Repeat the records below exactly, beginning at the first line and finishing with the line that contains "Query: asphalt road".

[Opening Supplied records section]

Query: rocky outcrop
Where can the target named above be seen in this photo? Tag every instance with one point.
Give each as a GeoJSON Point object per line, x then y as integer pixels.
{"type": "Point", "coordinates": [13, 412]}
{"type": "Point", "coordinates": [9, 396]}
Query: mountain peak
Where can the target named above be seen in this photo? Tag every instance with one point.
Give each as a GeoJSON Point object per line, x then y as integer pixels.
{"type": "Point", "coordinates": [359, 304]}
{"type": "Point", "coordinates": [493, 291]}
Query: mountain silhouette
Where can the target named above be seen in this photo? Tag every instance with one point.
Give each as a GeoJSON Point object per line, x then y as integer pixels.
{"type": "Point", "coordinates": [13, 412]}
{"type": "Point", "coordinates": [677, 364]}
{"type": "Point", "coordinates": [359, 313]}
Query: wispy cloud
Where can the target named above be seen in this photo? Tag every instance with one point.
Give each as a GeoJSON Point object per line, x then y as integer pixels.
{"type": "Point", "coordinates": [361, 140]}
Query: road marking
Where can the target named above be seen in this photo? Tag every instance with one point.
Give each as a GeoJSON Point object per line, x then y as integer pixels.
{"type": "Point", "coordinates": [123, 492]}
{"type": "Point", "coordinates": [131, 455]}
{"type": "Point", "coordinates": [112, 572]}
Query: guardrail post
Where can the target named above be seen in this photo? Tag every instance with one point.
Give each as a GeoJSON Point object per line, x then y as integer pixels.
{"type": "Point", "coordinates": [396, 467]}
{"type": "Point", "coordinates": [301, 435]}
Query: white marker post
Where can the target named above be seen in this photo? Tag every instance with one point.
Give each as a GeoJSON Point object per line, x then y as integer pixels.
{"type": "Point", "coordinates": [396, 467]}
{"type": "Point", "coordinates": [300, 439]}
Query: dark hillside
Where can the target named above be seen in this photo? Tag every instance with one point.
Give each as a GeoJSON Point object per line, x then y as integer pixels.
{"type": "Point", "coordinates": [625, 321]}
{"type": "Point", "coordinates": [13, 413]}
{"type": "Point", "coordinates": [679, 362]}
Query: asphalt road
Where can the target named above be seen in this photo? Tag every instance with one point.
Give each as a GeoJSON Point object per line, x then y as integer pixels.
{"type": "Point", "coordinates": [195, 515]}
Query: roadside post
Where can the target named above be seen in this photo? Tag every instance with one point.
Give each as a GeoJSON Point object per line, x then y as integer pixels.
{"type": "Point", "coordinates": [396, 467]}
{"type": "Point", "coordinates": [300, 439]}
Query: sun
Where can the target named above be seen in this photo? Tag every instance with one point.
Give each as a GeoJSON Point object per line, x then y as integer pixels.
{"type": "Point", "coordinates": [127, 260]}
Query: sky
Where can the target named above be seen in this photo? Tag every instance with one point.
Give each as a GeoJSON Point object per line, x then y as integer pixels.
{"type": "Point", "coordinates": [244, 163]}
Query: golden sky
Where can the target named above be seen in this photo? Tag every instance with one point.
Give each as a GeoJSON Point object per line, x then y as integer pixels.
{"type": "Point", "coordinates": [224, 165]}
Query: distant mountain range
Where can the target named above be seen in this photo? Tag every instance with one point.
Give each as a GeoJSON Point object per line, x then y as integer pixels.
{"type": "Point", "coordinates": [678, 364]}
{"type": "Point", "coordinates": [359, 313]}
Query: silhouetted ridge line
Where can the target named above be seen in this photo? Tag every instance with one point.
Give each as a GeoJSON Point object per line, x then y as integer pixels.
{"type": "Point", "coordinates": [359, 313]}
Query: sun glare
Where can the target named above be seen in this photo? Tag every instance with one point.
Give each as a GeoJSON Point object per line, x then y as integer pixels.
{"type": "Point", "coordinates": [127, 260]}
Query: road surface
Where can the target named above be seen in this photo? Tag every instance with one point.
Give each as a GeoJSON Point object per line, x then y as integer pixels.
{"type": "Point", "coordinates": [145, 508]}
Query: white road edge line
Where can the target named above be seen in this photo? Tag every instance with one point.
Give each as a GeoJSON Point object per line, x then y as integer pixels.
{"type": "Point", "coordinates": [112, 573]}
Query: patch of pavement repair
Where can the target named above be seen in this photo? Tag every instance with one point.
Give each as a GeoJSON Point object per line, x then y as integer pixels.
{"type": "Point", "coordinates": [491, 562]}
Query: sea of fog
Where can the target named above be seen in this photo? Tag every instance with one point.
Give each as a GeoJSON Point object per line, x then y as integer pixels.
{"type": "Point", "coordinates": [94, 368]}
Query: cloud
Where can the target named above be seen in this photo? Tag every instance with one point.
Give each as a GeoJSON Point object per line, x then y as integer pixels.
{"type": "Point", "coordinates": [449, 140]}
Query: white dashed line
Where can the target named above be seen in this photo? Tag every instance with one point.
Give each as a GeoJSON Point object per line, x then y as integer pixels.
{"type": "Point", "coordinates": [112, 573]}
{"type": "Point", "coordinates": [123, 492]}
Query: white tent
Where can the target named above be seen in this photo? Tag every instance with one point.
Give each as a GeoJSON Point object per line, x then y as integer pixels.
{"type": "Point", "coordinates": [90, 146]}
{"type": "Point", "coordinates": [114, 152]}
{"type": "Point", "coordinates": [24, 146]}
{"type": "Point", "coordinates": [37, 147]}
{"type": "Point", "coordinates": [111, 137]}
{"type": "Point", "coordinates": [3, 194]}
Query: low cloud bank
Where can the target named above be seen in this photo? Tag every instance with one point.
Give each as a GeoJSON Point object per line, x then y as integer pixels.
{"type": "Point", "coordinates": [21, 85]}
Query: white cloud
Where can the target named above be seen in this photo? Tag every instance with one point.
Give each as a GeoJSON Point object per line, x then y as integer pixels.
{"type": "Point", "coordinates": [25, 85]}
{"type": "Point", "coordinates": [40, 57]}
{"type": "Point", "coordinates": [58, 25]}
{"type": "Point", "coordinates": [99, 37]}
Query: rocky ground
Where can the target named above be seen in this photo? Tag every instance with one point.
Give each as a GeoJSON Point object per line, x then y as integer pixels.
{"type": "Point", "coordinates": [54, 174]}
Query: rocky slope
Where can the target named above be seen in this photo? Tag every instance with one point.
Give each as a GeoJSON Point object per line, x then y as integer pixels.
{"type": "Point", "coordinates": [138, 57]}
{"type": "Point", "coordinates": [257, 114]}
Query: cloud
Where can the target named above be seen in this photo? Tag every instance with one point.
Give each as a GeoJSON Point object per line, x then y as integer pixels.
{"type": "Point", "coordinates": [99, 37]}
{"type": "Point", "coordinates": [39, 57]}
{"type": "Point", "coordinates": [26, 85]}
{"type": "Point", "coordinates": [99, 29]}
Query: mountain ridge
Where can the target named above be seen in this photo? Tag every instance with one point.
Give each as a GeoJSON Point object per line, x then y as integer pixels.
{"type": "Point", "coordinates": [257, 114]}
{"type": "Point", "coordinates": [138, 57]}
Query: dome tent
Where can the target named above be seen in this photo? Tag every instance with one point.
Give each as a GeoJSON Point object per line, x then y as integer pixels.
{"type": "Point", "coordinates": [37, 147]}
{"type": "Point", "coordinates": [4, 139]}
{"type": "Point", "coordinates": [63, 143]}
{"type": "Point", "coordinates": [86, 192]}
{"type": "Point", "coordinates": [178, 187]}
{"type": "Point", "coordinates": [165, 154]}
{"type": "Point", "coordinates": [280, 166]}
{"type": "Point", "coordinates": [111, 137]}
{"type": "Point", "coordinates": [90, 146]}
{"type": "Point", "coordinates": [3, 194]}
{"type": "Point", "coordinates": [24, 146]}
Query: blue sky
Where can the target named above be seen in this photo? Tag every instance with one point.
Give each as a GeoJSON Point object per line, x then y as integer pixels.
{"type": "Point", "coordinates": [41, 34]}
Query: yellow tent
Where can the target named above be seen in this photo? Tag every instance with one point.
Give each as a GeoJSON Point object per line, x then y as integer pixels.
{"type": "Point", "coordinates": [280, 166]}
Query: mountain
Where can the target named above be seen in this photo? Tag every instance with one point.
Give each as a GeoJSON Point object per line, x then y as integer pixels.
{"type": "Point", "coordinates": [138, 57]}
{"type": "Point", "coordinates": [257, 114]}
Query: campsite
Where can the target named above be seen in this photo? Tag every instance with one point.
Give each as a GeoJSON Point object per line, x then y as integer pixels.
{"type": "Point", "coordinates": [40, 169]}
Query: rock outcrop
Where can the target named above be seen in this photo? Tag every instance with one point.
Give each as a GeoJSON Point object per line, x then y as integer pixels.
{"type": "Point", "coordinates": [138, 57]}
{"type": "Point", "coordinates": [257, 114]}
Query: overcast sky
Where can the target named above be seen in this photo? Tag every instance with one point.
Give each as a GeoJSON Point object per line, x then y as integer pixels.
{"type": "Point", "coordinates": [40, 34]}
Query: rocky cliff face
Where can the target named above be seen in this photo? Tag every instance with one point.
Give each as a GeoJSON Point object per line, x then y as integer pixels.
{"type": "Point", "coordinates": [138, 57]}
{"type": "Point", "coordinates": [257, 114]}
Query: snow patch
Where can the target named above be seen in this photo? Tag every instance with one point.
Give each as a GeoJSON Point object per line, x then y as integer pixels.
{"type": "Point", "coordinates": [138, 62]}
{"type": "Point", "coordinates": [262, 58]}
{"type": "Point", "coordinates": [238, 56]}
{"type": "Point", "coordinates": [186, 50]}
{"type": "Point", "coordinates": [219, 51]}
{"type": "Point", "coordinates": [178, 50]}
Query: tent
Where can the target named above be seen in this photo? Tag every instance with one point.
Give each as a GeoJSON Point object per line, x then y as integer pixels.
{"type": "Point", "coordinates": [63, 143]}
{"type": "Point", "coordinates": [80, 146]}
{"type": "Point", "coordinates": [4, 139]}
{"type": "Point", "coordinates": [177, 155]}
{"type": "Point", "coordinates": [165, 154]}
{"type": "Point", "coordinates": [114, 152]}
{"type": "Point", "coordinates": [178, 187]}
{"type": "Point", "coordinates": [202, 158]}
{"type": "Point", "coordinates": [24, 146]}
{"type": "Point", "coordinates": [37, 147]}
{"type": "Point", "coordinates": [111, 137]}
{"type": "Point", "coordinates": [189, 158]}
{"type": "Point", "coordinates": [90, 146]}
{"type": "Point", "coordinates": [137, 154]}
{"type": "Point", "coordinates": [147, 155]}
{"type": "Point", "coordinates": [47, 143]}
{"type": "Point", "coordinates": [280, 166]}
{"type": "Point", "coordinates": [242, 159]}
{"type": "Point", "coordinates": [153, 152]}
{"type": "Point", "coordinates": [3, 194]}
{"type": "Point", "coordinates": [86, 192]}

[Closing Supplied records section]

▸ Answer box:
Query: rocky outcrop
Where can the target named above be seen in this photo? Tag every instance with one point.
Give each as a GeoJSON Point object per line, x then y as integer pixels.
{"type": "Point", "coordinates": [13, 412]}
{"type": "Point", "coordinates": [9, 396]}
Query: mountain peak
Where can the target named above be seen in this photo? Tag every instance with one point.
Give each as a GeoJSON Point object per line, x then y as integer pixels.
{"type": "Point", "coordinates": [359, 304]}
{"type": "Point", "coordinates": [493, 291]}
Query: mountain silhouette
Where can the target named above be seen in this photo? Tag every instance with one point.
Give each as a GeoJSON Point object per line, x then y as integer pixels.
{"type": "Point", "coordinates": [13, 412]}
{"type": "Point", "coordinates": [677, 364]}
{"type": "Point", "coordinates": [359, 313]}
Query: wispy cloud
Where can the target named above be seen in this photo? Tag every instance with one point.
Give each as a GeoJSON Point object per line, x then y as integer pixels.
{"type": "Point", "coordinates": [361, 140]}
Query: road marking
Where can the target named above be seen in this photo? Tag every instance with one point.
Give each as a GeoJSON Point object per line, x then y as integer pixels.
{"type": "Point", "coordinates": [123, 492]}
{"type": "Point", "coordinates": [131, 455]}
{"type": "Point", "coordinates": [112, 572]}
Query: guardrail post
Where can the target named above be seen in this photo? Tag every instance with one point.
Give each as a GeoJSON Point object per line, x then y as integer pixels.
{"type": "Point", "coordinates": [396, 467]}
{"type": "Point", "coordinates": [301, 435]}
Query: white marker post
Where can the target named above be seen in this photo? Tag every instance with one point.
Give each as a GeoJSON Point object per line, x then y as integer pixels.
{"type": "Point", "coordinates": [396, 467]}
{"type": "Point", "coordinates": [300, 439]}
Query: dark hillside
Where can the target named above be seen in this photo? Tag every instance with one point.
Give each as a GeoJSON Point object per line, x then y as integer pixels.
{"type": "Point", "coordinates": [625, 321]}
{"type": "Point", "coordinates": [13, 413]}
{"type": "Point", "coordinates": [679, 362]}
Query: asphalt road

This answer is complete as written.